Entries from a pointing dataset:
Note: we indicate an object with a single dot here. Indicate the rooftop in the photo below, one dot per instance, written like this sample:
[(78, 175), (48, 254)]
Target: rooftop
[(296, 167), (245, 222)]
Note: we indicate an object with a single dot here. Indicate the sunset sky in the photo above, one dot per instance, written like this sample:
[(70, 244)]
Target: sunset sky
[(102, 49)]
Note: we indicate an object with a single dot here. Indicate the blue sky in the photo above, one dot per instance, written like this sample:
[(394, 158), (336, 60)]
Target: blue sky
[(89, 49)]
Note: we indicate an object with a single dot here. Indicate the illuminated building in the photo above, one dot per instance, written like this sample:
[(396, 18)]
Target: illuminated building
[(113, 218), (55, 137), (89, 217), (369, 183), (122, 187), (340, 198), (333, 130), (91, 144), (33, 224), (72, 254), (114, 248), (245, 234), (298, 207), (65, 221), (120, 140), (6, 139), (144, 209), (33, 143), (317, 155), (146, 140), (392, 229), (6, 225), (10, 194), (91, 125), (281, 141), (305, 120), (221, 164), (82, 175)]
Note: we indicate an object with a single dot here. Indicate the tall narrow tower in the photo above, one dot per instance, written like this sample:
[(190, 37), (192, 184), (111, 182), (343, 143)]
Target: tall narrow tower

YOUR OBJECTIVE: Lay out the data as a JSON list of strings, one string per line and with blank lines left out, covering everything from the very start of the data down through the line that contains "[(296, 167), (245, 222)]".

FULL OUTPUT:
[
  "Note: we indicate an object with a single dot here. Indicate the rooftop in the photo below, one dot per instance, written like this sample:",
  "[(78, 175), (48, 254)]",
  "Target: rooftop",
  "[(296, 167), (245, 222)]"
]